→ Entries shown

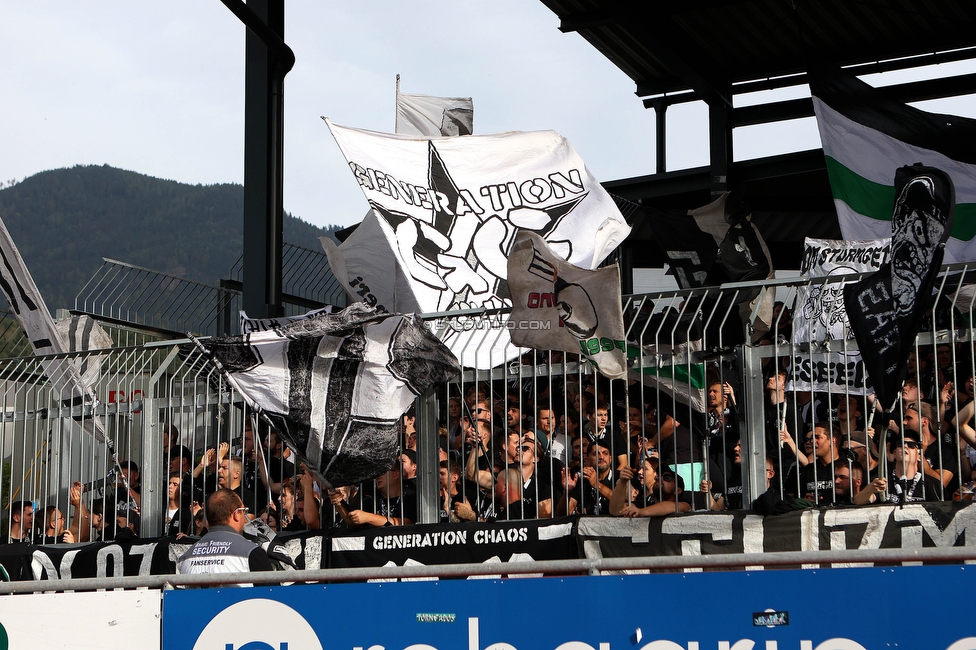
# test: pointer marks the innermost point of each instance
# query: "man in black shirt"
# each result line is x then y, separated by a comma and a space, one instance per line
815, 481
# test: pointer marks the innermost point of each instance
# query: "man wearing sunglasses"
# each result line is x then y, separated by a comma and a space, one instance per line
223, 549
906, 482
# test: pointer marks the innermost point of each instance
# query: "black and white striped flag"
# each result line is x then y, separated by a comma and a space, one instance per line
335, 385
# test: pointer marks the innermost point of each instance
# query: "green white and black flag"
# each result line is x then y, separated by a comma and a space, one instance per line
866, 136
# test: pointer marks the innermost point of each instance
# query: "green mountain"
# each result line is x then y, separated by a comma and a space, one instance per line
64, 221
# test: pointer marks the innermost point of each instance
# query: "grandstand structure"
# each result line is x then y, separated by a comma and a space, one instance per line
637, 581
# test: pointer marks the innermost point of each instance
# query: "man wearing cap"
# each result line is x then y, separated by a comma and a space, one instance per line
592, 488
223, 549
658, 496
938, 455
847, 481
21, 521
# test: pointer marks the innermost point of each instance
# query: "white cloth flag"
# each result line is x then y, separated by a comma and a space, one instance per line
368, 269
434, 116
32, 313
821, 316
558, 306
450, 208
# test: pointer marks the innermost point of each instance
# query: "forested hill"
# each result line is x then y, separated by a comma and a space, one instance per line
64, 221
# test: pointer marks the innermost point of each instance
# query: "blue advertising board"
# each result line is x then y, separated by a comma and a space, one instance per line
832, 609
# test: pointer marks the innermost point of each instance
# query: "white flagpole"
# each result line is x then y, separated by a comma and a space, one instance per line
396, 108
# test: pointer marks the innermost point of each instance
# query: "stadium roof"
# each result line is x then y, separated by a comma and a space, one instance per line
712, 50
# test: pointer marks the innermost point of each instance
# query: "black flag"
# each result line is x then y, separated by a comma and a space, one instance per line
335, 385
886, 308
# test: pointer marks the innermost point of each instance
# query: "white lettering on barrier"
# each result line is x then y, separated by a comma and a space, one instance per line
41, 562
963, 523
719, 527
115, 552
876, 520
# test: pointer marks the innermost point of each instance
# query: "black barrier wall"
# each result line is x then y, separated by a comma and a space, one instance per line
926, 525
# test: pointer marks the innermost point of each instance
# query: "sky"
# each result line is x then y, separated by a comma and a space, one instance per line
158, 88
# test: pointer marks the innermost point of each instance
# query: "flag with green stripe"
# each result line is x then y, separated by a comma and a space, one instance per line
866, 137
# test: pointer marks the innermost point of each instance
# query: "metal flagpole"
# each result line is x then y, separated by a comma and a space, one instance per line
396, 108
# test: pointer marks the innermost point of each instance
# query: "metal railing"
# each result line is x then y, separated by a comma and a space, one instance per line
145, 391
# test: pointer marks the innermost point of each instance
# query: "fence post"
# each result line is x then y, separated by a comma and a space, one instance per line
428, 459
753, 440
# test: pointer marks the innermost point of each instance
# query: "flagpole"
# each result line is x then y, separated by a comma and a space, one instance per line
396, 112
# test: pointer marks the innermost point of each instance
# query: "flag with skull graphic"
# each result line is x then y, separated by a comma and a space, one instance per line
886, 308
450, 210
558, 306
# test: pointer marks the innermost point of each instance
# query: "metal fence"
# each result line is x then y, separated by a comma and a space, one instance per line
697, 408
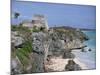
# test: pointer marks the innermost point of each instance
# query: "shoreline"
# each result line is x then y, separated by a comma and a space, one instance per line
58, 64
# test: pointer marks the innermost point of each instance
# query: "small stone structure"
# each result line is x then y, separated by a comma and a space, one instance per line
38, 22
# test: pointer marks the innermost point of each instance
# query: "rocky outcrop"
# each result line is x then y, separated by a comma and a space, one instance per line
72, 66
50, 43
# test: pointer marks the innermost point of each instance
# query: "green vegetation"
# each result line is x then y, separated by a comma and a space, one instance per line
23, 52
71, 34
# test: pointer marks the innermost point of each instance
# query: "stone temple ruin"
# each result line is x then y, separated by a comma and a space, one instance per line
38, 21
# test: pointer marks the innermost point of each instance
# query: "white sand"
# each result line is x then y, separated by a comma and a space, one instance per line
58, 64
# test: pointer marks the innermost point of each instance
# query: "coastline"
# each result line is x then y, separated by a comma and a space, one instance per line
58, 64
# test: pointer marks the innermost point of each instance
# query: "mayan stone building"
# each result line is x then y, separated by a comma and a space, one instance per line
38, 21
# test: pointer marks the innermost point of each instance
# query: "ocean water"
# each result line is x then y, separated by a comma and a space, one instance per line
89, 57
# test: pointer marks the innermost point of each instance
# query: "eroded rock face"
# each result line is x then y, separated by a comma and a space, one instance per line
72, 66
44, 44
16, 66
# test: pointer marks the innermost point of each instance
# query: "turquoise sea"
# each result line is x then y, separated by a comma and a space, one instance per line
89, 57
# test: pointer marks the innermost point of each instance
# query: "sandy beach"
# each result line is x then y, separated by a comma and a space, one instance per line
58, 64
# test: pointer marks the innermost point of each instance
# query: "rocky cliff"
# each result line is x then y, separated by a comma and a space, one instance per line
35, 52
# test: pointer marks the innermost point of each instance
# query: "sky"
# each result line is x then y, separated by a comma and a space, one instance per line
78, 16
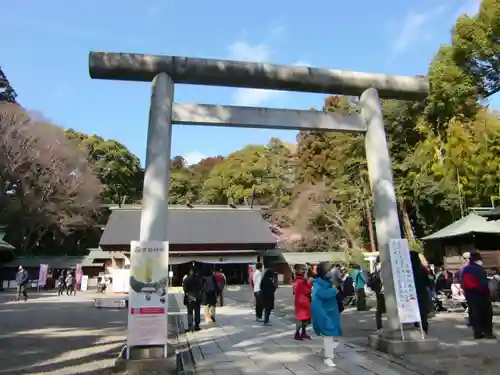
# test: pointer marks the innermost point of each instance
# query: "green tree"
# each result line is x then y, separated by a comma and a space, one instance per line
476, 46
118, 169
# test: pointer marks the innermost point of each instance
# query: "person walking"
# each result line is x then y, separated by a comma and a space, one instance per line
302, 297
209, 294
257, 280
477, 293
221, 284
374, 282
22, 282
422, 284
192, 286
268, 288
61, 284
70, 284
359, 287
325, 311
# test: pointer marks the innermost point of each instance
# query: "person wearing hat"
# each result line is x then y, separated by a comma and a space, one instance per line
477, 294
325, 311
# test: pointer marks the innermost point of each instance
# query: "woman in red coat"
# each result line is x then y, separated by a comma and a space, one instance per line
302, 292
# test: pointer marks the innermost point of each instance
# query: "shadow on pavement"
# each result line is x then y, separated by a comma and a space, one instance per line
58, 335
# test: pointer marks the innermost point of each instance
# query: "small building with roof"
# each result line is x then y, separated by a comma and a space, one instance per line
472, 233
230, 238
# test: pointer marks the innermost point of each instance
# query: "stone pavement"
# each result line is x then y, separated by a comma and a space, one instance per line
60, 335
458, 353
238, 345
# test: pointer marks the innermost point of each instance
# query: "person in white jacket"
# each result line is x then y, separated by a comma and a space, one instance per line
256, 280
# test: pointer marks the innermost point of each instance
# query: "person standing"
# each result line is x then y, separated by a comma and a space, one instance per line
209, 294
422, 283
257, 280
325, 311
70, 284
192, 287
477, 294
22, 282
61, 283
268, 288
302, 297
221, 284
375, 283
359, 287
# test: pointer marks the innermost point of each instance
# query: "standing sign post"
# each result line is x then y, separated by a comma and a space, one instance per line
147, 317
404, 284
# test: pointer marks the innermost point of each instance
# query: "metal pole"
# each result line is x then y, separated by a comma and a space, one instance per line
384, 196
154, 216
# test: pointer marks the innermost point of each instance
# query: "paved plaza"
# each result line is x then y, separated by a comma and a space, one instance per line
458, 353
58, 335
66, 336
238, 345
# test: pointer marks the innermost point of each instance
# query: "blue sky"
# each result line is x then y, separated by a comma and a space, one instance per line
45, 55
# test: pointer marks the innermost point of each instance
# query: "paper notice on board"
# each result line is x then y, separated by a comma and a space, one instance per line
404, 284
148, 293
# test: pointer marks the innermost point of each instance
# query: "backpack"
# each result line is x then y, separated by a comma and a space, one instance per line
210, 284
374, 281
494, 287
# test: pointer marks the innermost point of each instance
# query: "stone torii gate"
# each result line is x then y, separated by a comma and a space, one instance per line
166, 71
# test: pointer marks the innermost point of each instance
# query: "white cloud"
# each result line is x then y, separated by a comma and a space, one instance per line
193, 157
254, 97
244, 51
414, 28
303, 63
468, 7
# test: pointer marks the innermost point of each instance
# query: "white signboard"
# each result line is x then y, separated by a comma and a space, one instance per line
148, 294
404, 284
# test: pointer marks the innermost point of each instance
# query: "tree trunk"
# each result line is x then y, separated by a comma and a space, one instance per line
406, 221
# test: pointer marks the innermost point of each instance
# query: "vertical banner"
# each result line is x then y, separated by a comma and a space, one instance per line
78, 275
148, 294
42, 275
404, 284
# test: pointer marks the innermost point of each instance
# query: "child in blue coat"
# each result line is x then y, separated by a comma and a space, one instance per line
325, 311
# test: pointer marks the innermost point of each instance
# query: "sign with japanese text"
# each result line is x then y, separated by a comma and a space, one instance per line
404, 284
148, 293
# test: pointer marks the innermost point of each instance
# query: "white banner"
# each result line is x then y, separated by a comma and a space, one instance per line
404, 284
148, 293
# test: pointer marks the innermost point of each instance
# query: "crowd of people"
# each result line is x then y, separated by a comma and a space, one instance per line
320, 294
202, 287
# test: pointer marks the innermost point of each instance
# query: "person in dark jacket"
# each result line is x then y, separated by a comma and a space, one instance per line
268, 288
475, 285
210, 292
422, 283
22, 282
192, 286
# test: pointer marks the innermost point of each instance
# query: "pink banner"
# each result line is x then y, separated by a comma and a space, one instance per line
78, 274
42, 275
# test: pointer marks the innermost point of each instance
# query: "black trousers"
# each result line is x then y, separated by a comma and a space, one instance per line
360, 299
481, 315
258, 305
267, 315
193, 312
21, 290
380, 310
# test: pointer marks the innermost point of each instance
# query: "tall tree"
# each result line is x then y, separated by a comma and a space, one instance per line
118, 169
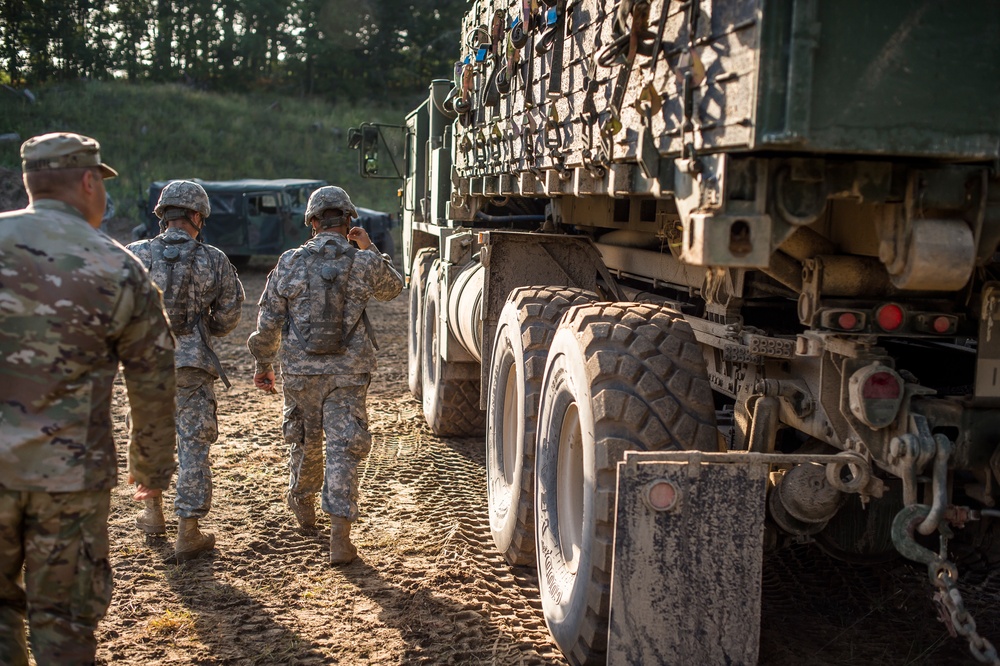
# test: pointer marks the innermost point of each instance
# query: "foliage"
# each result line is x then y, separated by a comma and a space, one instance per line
156, 132
336, 49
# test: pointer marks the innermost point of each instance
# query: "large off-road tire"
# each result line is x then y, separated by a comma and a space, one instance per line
524, 332
450, 390
619, 377
414, 349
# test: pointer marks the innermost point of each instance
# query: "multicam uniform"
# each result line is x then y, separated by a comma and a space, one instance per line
73, 304
204, 298
324, 393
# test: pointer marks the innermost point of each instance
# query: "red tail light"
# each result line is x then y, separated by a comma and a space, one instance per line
875, 393
889, 317
881, 386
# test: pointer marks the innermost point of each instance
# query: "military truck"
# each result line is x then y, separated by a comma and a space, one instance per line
262, 216
713, 276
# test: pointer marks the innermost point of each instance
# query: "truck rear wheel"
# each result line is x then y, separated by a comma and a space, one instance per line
619, 377
418, 283
524, 331
450, 390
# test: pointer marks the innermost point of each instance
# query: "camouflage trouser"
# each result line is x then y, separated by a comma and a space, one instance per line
328, 408
61, 540
197, 430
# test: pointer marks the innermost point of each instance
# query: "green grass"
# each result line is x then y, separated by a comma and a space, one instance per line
158, 132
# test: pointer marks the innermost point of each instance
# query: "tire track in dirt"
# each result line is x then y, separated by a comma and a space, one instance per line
429, 586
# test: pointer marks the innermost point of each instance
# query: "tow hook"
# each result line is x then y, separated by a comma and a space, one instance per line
903, 526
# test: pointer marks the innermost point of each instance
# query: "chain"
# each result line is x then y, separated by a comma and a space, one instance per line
958, 620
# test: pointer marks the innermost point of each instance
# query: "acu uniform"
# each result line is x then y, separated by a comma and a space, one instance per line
203, 297
73, 304
313, 307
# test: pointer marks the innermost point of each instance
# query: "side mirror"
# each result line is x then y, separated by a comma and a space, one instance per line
371, 140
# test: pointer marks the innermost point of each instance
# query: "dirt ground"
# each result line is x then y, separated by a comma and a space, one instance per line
428, 586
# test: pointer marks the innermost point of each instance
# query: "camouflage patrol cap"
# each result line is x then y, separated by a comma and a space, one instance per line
328, 197
183, 194
62, 150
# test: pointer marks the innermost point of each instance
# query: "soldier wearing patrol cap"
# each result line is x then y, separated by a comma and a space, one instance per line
203, 297
73, 305
313, 309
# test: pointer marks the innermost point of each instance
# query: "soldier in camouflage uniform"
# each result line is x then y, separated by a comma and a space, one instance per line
313, 306
203, 297
73, 305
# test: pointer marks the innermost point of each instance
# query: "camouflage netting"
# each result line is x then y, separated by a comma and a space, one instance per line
12, 194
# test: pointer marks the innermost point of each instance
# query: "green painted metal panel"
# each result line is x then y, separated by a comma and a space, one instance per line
902, 77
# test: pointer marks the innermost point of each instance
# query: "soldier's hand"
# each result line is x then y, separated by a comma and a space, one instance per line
359, 236
265, 381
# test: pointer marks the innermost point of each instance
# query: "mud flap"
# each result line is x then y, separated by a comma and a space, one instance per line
688, 554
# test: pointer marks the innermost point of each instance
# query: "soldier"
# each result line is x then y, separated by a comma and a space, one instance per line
73, 304
313, 306
203, 297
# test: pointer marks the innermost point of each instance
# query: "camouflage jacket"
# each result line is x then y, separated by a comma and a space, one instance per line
73, 304
214, 297
285, 303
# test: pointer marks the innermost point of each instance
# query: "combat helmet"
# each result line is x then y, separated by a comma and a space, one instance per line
183, 194
330, 197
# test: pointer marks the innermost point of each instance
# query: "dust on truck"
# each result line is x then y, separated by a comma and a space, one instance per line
713, 277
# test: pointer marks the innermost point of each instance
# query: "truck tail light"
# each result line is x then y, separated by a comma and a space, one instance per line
875, 393
936, 323
843, 320
889, 317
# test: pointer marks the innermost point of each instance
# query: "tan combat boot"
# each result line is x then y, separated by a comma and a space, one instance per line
304, 509
151, 521
342, 551
190, 541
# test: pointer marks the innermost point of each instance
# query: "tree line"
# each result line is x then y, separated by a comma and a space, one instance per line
325, 48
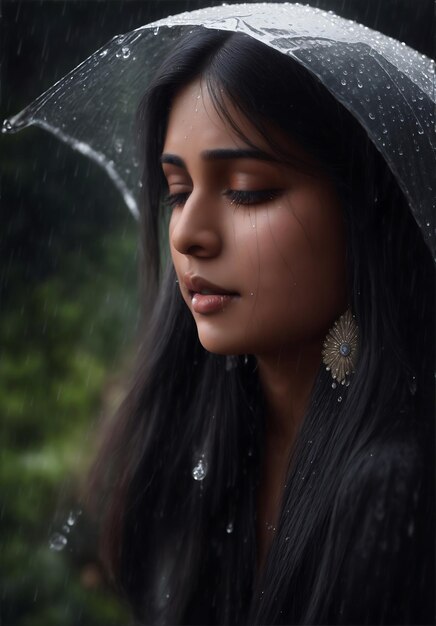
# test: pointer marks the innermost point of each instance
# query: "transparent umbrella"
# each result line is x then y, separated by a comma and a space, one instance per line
387, 86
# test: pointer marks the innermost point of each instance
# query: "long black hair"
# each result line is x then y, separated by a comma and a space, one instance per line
354, 541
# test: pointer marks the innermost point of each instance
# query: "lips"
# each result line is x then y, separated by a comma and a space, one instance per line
206, 297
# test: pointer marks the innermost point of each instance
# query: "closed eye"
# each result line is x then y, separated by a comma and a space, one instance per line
247, 198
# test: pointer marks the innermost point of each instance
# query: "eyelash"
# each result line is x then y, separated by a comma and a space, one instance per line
236, 196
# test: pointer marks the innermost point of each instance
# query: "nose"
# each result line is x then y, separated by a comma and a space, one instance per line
195, 227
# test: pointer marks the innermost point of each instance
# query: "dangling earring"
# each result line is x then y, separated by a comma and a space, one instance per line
341, 349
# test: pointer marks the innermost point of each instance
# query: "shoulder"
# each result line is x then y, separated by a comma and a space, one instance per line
382, 528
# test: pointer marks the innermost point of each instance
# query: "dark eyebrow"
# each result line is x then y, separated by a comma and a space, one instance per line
172, 159
222, 153
237, 153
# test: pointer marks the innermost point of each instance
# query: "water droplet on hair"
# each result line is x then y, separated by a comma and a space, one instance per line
73, 516
199, 470
57, 542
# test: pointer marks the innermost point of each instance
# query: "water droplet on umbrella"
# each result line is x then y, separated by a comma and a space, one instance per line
199, 470
57, 542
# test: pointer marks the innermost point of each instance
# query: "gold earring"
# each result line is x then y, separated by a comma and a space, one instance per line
341, 348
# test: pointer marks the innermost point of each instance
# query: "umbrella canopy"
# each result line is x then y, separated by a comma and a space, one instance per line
387, 86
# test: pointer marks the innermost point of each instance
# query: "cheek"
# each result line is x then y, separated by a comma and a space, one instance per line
297, 266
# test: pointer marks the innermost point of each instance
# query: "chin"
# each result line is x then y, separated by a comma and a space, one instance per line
222, 343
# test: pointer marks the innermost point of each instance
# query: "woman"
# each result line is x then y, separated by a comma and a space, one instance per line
267, 469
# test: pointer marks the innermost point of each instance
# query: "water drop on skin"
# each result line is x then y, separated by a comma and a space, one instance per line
57, 542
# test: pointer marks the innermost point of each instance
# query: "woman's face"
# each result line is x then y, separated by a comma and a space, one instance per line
257, 244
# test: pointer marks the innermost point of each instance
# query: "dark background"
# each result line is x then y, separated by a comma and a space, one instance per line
68, 303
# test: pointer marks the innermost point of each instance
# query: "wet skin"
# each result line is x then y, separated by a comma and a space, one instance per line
258, 248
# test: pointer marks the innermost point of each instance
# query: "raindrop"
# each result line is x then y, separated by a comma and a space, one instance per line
413, 385
7, 127
199, 470
57, 542
73, 517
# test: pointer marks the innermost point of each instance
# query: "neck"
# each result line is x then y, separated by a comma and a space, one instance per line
287, 380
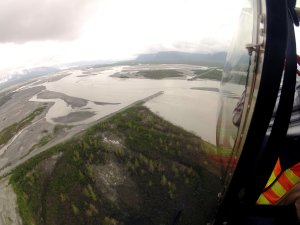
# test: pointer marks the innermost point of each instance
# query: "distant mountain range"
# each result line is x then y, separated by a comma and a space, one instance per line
217, 58
26, 74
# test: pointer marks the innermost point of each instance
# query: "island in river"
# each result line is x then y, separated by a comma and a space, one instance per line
102, 147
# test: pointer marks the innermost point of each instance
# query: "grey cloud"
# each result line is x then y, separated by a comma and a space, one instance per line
205, 45
37, 20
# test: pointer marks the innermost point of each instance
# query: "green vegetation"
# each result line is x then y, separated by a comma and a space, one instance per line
9, 132
4, 97
160, 74
134, 168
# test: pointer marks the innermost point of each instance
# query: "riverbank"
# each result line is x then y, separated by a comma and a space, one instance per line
151, 168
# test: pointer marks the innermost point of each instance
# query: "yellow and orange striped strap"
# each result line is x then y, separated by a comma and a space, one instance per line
285, 182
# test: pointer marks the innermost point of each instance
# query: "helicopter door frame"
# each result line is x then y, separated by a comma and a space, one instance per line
262, 90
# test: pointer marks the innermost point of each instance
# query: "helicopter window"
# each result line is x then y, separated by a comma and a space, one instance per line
237, 71
119, 142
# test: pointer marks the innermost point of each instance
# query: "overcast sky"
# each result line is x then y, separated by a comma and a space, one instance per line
50, 32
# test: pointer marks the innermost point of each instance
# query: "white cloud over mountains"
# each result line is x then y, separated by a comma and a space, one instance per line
38, 20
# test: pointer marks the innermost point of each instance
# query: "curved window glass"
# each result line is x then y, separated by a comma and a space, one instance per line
237, 74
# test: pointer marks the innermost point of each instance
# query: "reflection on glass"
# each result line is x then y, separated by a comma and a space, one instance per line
235, 75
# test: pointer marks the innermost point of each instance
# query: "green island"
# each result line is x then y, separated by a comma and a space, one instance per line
160, 74
4, 97
9, 132
211, 75
133, 168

→ What you need to do
Return every line of the records above that contains the word "water", matching its case exactly.

→ Exercise solution
# query: "ocean water"
# query: "water droplet on hair"
# query: "water droplet on umbrella"
# query: "water drop on skin"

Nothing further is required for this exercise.